## ЗАДАНИЯ:
1) Выпишите все географические названия из фрагмента интервью.
2) Перепишите часть фрагмента интервью, которая начинается со слов «Как-то раз после» и заканчивается словами «о своем детстве.», заменив «Женя» на «Евгения».
3) Определите, соответствуют ли фрагменту интервью утверждения: (а) родители героини стали геологами; (б) мама записала ее на курсы визажистов; (в) детство героини прошло на Урале. На каждое ответьте «да» или «нет» и приведите решающие слова из текста.

------ ФРАГМЕНТ ТЕКСТА ------

Как-то раз после пресс-показа одного из премьерных спектаклей РАМТа дававшая интервью Женя задала ответный вопрос журналистам: «И все?! А про смыслы?» И это очень характеризует героиню нашего нового материала. К своему делу она относится абсолютно серьезно и с трепетом: и к «правде жизни», с которой выходит на сцену; и к животворящей и меняющей душу человека идее, которую несут спектакли с ее участием; и к «маленьким» ролям, без которых «большие» не прозвучат. И за всем этим стоит какая-то мощная правда внутреннего света, который Женя излучает вокруг. В чем его секрет? Попробуем понять из нашего разговора – о детстве, семье, мечтах и чудесах, о профессиональном пути, выбор которого начался с маминой ошибки…

– Женя, расскажите, пожалуйста, о себе, о своем детстве.

– Я родилась под Екатеринбургом в маленьком шахтерском городке Дегтярске. Мои родители познакомились именно там, отучились и стали геологами, их распределили в Новосибирскую область, и все мое детство и юность прошли в Сибири. А летом я ездила и наслаждалась Уралом, поэтому у меня две родины – Урал и Сибирь. Жила я всегда в своем доме, я – дитя природы: лес, озера – все рядом. Поэтому мне было очень сложно привыкать к городской обстановке.

В Москву я попала случайно. Так распорядилась жизнь, повела меня плавно, нежно и вывела на актерский путь. Когда мама спросила: «Кем ты хочешь стать?» – я сказала: «Мам, я люблю делать людей красивыми. Может быть, мне в визажисты?» (Чем я сейчас и занимаюсь, практически сама себя гримирую перед спектаклем, и мне это нравится). А мама записала меня на курсы парикмахеров в Новосибирске. Это было в 11 классе. Правда, она была не в курсе, что курсы находятся в «Доме моделей» и в этот день там набирали на курсы… моделей. Когда мы пришли туда с мамой, я – будучи небольшого роста – увидела прекрасных высоких девушек и парней, вслед за которыми тоже вышла на авансцену. На меня посмотрели удивленно и спросили: «Девочка, а что ты здесь делаешь?» – «Я пришла учиться на парикмахера!» – «А ты знаешь, что здесь учат на моделей?» Я не знала, но судьба моя была уже решена. Мне сказали: «Мы берем тебя за твою улыбку».

------ СОДЕРЖАНИЕ НАБОРА ДАННЫХ ------

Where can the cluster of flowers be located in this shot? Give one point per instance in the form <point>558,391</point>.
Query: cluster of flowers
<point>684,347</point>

------

## ОЖИДАЕМЫЕ ОТВЕТЫ:
1) Екатеринбург, Дегтярск, Новосибирская область, Сибирь, Урал, Москва, Новосибирск.

2)
Как-то раз после пресс-показа одного из премьерных спектаклей РАМТа дававшая интервью Евгения задала ответный вопрос журналистам: «И все?! А про смыслы?» И это очень характеризует героиню нашего нового материала. К своему делу она относится абсолютно серьезно и с трепетом: и к «правде жизни», с которой выходит на сцену; и к животворящей и меняющей душу человека идее, которую несут спектакли с ее участием; и к «маленьким» ролям, без которых «большие» не прозвучат. И за всем этим стоит какая-то мощная правда внутреннего света, который Евгения излучает вокруг. В чем его секрет? Попробуем понять из нашего разговора – о детстве, семье, мечтах и чудесах, о профессиональном пути, выбор которого начался с маминой ошибки…

– Евгения, расскажите, пожалуйста, о себе, о своем детстве.

3)
(а) Да: «отучились и стали геологами».
(б) Нет: «А мама записала меня на курсы парикмахеров в Новосибирске».
(в) Нет: «все мое детство и юность прошли в Сибири».